→ **What you need to do**:
Only the lines running from the line with "Target: open book" to the end of the records below belong in the answer, each copied exactly.

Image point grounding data
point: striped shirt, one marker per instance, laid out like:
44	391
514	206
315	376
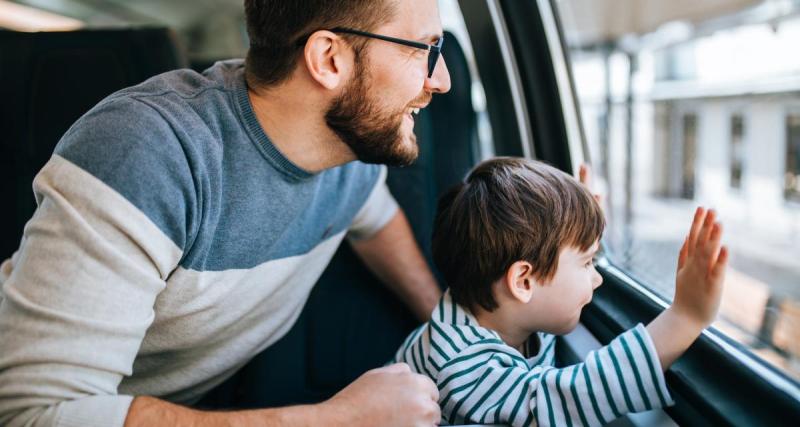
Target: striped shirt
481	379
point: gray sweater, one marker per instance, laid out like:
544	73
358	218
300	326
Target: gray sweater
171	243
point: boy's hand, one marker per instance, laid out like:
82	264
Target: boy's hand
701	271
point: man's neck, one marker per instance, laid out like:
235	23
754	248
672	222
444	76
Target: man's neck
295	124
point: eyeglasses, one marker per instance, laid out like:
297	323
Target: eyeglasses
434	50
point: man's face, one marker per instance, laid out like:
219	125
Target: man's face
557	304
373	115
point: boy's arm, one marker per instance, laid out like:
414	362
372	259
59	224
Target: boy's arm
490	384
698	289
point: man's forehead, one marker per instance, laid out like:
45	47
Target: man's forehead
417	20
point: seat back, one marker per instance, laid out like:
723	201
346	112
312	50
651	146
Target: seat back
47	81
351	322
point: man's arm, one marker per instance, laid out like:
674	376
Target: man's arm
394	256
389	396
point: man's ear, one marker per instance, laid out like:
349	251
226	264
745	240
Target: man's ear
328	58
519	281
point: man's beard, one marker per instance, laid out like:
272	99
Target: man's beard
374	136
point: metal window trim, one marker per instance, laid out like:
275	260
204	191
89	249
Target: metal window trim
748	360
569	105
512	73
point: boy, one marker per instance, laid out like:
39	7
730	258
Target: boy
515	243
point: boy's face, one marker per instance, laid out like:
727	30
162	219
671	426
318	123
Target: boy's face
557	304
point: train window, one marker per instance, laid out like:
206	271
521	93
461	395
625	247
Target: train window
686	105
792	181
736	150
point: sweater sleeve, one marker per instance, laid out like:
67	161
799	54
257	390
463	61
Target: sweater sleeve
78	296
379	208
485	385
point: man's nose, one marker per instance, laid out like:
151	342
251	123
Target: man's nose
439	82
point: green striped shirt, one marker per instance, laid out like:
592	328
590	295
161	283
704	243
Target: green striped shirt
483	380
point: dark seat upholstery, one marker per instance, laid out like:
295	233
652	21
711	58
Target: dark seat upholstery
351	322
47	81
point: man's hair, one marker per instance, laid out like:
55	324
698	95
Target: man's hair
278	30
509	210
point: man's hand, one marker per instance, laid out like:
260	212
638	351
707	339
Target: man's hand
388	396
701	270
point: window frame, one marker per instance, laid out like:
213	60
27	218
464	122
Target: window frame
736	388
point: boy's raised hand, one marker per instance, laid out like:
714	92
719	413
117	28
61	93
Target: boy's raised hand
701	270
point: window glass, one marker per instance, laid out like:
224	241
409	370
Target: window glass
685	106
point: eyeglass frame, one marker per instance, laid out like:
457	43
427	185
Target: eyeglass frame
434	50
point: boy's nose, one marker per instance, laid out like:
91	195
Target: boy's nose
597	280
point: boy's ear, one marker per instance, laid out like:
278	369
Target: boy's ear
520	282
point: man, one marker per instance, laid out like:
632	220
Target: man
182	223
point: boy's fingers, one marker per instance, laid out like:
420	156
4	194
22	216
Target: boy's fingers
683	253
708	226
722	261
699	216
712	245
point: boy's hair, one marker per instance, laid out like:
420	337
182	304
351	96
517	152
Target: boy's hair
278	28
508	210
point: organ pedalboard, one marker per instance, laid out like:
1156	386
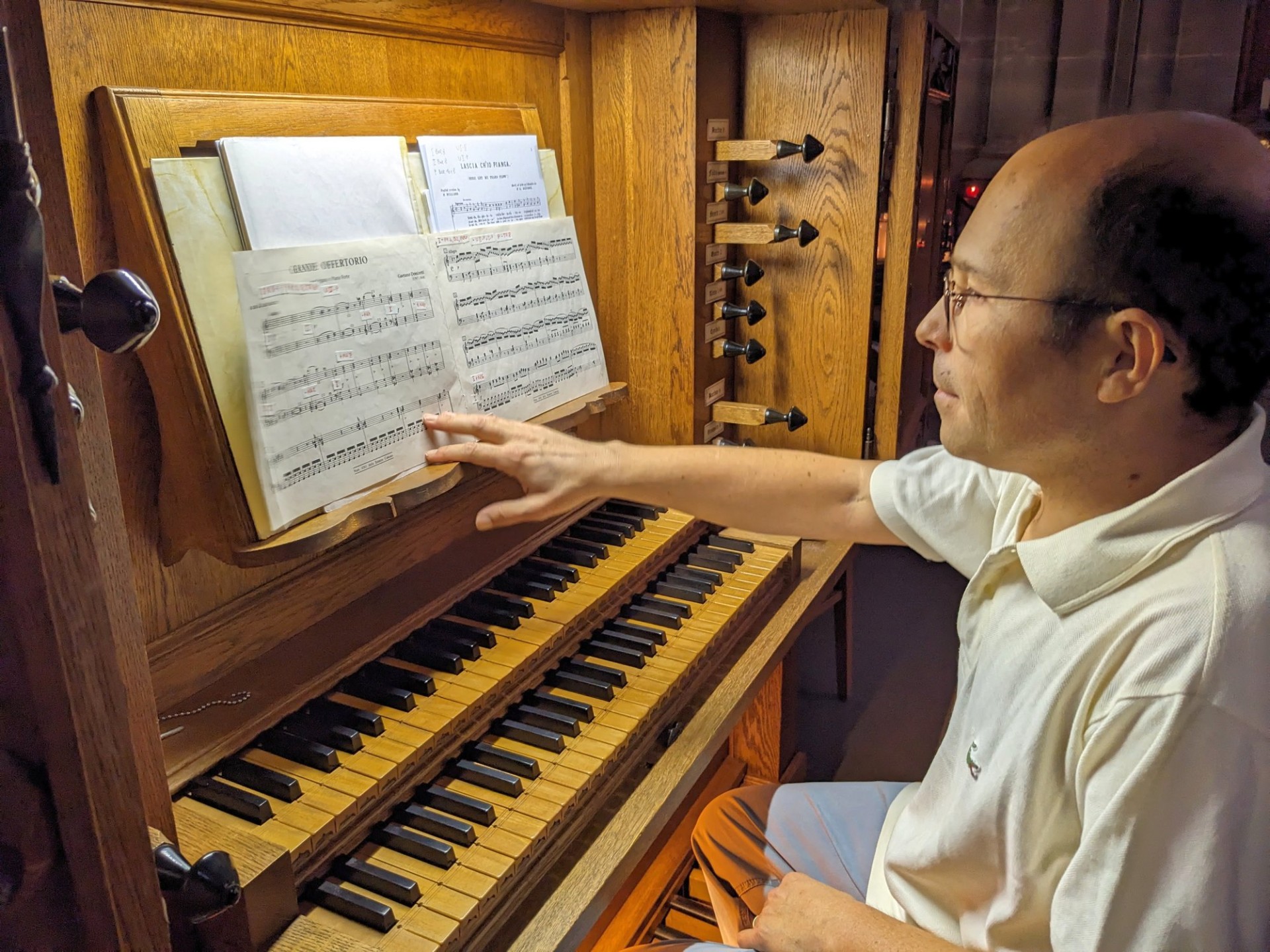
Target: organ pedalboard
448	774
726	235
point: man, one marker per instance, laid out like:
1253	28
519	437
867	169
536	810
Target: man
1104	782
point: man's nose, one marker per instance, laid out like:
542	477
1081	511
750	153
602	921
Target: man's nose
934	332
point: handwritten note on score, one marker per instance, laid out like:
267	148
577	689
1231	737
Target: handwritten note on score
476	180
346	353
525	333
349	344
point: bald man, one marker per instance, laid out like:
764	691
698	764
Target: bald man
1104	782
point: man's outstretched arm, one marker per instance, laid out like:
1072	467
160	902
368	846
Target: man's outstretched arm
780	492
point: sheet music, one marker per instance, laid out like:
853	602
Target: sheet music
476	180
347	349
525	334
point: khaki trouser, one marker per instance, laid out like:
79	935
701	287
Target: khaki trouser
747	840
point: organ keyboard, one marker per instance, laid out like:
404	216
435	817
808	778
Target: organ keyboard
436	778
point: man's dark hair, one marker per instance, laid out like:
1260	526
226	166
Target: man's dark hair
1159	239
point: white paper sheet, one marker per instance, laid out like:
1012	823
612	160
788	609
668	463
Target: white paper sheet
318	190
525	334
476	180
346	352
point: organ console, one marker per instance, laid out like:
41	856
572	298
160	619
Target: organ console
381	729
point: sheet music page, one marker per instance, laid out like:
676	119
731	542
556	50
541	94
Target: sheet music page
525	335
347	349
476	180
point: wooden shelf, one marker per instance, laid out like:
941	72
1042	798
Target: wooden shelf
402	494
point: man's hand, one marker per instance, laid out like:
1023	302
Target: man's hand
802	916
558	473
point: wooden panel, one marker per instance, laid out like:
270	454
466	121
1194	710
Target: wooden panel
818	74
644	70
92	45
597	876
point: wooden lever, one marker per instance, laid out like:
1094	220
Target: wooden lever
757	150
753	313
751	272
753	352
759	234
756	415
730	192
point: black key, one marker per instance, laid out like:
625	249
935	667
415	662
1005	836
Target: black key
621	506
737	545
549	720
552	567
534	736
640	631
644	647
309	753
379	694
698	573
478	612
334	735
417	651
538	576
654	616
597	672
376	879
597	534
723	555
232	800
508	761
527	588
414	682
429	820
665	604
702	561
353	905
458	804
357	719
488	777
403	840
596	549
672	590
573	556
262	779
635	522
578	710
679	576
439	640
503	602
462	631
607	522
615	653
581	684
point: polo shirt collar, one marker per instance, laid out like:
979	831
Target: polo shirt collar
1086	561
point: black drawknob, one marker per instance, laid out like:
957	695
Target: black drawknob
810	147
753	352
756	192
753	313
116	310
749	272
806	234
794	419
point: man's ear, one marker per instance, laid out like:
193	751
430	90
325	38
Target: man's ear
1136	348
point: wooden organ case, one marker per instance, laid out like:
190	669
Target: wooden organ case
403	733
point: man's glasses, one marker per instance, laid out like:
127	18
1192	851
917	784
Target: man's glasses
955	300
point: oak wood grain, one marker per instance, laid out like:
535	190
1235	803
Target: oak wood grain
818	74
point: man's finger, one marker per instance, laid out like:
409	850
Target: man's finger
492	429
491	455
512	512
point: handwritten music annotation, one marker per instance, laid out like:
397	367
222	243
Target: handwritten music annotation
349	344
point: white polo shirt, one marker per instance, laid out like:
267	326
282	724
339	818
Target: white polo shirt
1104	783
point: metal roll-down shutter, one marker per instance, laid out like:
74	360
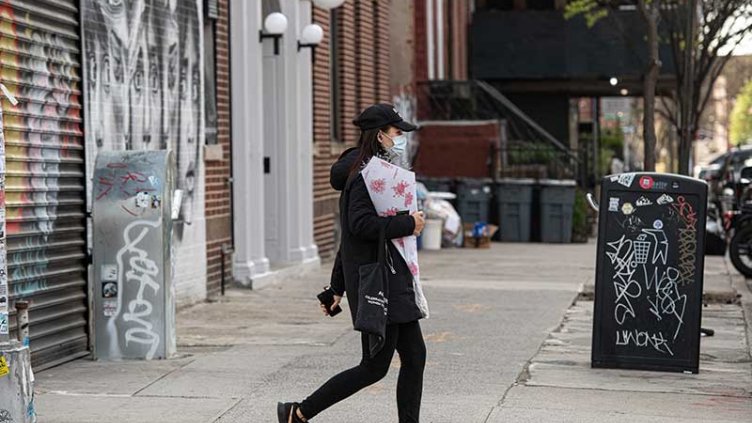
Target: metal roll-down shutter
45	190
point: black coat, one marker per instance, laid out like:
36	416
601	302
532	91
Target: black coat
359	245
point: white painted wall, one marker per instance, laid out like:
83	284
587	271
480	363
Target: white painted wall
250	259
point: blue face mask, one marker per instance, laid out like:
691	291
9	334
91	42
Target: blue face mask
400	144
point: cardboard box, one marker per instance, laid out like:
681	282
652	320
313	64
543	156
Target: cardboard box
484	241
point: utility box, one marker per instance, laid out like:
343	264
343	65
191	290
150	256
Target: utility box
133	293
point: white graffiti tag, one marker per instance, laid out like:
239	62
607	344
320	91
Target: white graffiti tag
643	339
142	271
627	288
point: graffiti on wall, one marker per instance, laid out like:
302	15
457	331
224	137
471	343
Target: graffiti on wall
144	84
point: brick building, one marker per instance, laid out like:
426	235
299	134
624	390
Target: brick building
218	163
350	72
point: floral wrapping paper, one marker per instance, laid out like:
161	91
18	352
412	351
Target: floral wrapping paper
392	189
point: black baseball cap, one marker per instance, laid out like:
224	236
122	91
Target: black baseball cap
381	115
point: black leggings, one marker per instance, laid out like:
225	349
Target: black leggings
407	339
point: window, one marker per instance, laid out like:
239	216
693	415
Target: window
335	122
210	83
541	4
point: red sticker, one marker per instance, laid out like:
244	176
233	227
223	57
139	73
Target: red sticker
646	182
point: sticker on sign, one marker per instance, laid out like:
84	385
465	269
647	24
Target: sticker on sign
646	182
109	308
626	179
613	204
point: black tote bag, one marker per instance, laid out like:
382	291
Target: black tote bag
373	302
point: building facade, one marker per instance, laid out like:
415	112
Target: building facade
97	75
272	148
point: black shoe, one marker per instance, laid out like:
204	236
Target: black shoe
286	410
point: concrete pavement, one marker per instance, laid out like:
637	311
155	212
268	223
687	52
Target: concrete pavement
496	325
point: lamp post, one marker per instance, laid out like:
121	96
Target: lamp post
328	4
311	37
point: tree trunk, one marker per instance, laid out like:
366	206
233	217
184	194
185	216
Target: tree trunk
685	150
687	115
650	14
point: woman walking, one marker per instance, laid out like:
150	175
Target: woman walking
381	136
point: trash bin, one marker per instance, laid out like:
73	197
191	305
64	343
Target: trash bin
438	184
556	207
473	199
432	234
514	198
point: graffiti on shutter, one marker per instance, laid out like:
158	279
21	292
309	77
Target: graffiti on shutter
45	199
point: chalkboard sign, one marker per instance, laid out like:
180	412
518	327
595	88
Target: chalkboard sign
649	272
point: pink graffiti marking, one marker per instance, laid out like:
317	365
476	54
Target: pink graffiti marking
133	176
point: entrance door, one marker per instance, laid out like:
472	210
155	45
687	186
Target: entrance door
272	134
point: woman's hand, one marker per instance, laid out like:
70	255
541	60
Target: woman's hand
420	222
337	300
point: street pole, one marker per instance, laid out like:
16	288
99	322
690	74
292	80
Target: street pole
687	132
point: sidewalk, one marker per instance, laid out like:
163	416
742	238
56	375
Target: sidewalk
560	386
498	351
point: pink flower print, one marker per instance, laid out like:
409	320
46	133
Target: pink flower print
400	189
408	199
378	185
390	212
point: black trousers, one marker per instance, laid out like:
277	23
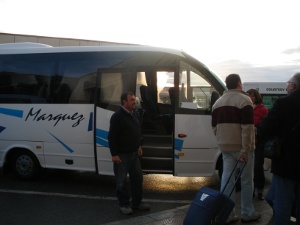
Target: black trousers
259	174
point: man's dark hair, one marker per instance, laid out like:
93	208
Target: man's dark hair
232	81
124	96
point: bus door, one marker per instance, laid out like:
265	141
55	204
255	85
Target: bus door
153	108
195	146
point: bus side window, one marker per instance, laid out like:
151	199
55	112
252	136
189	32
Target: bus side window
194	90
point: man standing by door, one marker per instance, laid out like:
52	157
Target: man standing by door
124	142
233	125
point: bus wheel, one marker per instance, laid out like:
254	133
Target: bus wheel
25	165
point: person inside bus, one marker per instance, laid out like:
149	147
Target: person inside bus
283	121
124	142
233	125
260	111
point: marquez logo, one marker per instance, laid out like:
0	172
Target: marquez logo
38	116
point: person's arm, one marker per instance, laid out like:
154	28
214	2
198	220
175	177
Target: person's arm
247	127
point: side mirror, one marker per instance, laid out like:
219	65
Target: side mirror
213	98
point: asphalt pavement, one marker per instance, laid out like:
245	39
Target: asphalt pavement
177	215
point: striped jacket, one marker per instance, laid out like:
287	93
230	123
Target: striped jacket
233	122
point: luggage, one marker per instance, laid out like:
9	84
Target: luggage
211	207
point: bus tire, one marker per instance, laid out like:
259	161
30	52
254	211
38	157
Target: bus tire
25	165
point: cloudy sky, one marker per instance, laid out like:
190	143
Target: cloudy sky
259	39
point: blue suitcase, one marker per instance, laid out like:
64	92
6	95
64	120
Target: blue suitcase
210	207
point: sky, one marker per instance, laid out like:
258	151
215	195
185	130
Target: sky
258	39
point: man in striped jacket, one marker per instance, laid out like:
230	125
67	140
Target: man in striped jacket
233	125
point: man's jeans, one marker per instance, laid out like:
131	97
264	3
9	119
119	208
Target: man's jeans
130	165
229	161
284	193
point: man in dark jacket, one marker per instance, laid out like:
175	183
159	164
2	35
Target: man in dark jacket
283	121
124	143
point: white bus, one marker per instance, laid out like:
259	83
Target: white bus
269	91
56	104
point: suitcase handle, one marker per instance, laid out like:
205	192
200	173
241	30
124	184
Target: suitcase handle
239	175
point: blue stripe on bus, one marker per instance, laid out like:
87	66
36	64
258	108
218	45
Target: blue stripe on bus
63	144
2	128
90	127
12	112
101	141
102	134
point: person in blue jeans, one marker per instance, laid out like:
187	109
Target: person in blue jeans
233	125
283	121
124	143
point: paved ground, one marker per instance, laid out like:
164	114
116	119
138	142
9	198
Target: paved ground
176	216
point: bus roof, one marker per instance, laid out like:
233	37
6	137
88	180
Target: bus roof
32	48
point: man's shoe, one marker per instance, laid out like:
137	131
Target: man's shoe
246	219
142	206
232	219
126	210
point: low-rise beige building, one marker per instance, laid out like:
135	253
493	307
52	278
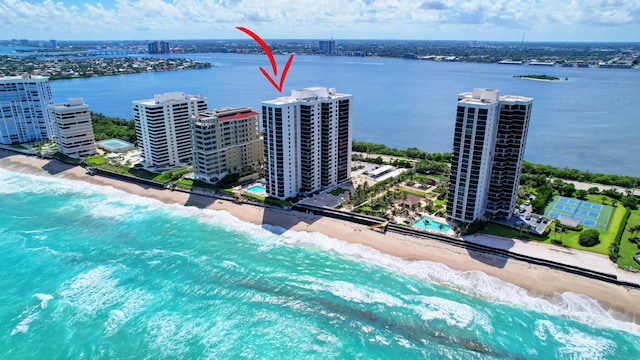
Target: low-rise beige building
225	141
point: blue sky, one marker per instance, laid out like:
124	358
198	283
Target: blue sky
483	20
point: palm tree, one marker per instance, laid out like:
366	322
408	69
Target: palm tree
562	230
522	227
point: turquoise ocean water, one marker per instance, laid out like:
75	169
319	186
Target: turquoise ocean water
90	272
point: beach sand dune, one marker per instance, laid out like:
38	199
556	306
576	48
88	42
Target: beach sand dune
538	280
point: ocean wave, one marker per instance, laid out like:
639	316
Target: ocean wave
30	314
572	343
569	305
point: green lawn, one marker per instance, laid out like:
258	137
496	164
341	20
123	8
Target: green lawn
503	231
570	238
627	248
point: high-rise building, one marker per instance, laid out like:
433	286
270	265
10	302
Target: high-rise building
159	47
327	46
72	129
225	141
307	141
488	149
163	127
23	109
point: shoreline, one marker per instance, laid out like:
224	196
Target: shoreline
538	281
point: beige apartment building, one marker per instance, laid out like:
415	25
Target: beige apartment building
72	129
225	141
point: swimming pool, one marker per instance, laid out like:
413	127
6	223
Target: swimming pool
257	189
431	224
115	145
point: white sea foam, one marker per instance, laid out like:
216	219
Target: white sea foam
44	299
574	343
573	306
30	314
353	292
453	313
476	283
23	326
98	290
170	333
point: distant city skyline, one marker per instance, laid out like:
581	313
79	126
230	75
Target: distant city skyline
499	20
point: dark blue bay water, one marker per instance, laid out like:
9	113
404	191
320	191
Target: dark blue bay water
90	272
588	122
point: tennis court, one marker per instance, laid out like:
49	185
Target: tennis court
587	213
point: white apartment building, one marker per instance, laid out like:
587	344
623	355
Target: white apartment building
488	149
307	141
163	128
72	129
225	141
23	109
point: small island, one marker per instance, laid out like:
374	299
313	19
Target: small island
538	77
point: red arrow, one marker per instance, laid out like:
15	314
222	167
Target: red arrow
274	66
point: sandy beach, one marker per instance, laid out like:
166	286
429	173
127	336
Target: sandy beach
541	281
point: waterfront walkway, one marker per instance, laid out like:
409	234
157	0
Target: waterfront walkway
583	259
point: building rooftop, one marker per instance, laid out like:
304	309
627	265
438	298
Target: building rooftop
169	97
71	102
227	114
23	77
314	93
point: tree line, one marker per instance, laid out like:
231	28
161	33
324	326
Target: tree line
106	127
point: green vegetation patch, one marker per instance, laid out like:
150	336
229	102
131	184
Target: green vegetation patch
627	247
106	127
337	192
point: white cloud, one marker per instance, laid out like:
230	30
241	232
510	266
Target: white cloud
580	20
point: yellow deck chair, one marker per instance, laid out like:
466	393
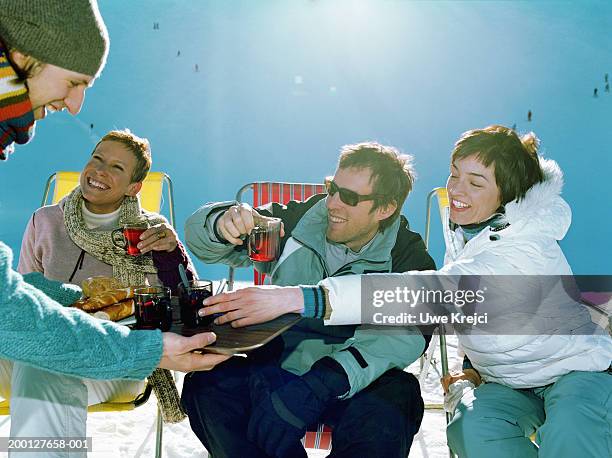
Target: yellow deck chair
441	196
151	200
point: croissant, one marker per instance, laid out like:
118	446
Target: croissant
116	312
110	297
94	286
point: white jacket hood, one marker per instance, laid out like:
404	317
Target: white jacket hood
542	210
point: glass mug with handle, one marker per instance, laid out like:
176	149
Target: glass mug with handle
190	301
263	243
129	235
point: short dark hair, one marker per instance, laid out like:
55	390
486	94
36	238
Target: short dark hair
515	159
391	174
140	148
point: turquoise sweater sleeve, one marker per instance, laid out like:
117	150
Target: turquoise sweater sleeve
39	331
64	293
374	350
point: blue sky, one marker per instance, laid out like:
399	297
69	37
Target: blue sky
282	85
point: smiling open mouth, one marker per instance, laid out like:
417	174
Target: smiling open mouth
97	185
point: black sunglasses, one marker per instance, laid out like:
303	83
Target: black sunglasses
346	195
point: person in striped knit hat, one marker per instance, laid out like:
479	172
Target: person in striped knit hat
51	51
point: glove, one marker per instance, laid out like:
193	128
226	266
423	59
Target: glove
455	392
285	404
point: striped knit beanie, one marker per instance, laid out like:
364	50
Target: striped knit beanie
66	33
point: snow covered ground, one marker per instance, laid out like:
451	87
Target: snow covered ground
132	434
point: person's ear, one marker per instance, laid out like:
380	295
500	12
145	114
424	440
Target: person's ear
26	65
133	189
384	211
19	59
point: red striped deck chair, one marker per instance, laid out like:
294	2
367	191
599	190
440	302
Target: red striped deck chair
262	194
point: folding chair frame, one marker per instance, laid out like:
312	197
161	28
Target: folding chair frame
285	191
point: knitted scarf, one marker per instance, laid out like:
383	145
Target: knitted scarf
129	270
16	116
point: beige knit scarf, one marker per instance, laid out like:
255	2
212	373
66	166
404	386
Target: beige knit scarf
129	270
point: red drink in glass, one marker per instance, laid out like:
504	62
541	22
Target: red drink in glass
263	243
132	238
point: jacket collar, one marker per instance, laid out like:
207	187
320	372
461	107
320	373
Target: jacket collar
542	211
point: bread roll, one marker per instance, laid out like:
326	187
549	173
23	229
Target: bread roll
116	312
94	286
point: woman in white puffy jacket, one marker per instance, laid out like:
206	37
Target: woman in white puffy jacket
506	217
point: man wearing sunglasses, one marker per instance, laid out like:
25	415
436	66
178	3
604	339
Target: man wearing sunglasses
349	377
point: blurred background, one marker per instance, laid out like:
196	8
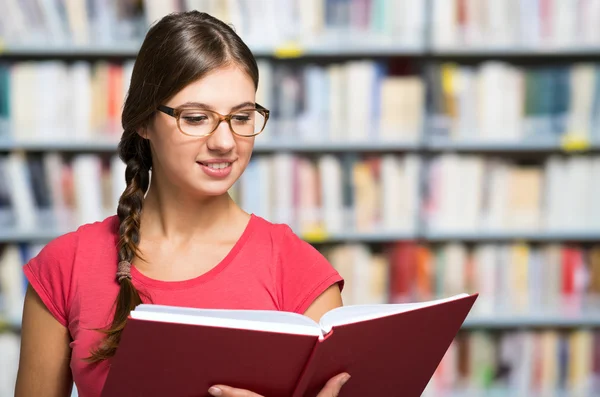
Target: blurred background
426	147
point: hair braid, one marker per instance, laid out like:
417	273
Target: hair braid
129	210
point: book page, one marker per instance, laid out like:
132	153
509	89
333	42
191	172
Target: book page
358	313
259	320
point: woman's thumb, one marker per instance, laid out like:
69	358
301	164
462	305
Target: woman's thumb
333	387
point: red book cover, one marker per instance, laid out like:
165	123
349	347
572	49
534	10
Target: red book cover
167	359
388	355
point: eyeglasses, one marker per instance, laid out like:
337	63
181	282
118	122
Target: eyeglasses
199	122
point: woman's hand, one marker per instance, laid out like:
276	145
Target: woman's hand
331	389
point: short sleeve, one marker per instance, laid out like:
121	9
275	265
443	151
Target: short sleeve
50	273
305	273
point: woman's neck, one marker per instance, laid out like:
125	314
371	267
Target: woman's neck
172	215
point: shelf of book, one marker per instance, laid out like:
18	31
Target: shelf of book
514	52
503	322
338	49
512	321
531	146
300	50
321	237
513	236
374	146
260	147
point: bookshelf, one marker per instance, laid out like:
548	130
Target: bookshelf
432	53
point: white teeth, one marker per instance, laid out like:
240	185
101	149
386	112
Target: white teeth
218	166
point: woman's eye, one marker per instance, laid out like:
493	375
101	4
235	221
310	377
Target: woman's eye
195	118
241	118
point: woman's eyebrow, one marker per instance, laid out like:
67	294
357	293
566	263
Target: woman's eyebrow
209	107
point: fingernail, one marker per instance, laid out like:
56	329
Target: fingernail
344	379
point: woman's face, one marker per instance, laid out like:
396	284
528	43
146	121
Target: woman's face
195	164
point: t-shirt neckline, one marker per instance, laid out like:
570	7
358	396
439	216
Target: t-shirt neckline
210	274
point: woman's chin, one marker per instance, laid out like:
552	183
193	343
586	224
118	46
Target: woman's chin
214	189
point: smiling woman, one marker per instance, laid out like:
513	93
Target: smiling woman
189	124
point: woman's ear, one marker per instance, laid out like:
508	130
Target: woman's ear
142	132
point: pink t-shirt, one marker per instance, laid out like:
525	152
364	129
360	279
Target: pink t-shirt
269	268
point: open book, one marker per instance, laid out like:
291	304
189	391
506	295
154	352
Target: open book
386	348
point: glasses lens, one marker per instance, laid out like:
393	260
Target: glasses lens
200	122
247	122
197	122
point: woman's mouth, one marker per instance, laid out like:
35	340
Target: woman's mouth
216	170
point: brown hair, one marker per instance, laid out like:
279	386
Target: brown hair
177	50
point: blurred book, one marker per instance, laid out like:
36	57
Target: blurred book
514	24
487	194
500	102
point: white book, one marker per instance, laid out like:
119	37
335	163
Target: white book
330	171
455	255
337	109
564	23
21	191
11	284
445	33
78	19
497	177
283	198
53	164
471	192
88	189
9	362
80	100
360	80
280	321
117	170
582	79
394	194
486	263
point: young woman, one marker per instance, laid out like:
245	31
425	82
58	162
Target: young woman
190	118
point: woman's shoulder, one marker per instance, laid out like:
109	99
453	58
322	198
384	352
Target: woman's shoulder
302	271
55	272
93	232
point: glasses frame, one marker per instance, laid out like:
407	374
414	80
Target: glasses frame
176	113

→ **Problem solution**:
Target: open book
386	348
point: glasses lens, one marker per instance, laid out like:
393	260
Target: glasses lens
200	122
247	122
197	122
point: woman's mouth, one marker per instance, laid out like:
35	340
Target: woman's mouth
216	170
point: brown hair, one marker per instance, laid out like:
279	386
Target: brown hair
177	50
point: blurred book, one marker per instance, laid out like:
36	57
Target: blurred book
514	24
487	194
500	102
point: white book, one marker per instance, laid out like:
119	37
335	163
Target: white book
330	171
455	255
337	109
564	23
21	191
11	284
445	33
78	19
497	177
283	198
53	164
471	192
88	189
9	362
80	100
360	80
280	321
117	170
582	79
394	194
486	263
point: young woman, one marker per instance, laid out like:
245	31
425	82
58	162
Target: young woman
190	118
point: woman's shoulder, one marker per instance, laid out like:
109	99
453	58
322	198
384	352
Target: woman's shoulder
302	271
55	272
93	232
point: glasses frame, one marker per instance, laid out like:
407	374
414	80
Target: glasses frame
176	113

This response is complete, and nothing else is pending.